(Extracted records)
━━━━

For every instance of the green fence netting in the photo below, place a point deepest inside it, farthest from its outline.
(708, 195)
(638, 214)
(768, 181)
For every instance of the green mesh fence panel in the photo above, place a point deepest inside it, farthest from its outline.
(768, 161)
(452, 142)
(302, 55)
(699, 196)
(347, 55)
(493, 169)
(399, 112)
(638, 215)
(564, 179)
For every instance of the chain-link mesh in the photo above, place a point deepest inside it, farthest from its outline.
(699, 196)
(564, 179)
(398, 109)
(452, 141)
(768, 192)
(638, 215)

━━━━

■ **WHAT THE TASK ASKS**
Please transcribe the entries above exactly as written.

■ **EXPECTED ANSWER**
For every instance of the green fence netting in the photo below, place a point deepest inside it, farthest from its outline.
(708, 195)
(638, 214)
(768, 181)
For every instance of the green mesh fence panel in the photo above, place a point deepest inside it, farthest from its outline.
(768, 161)
(452, 142)
(302, 55)
(699, 196)
(347, 55)
(493, 169)
(399, 112)
(638, 215)
(564, 179)
For every instance of the chain-link mesh in the photo above, place a point deepest inside it, farthest from its outline.
(699, 196)
(564, 179)
(398, 109)
(452, 141)
(768, 192)
(638, 215)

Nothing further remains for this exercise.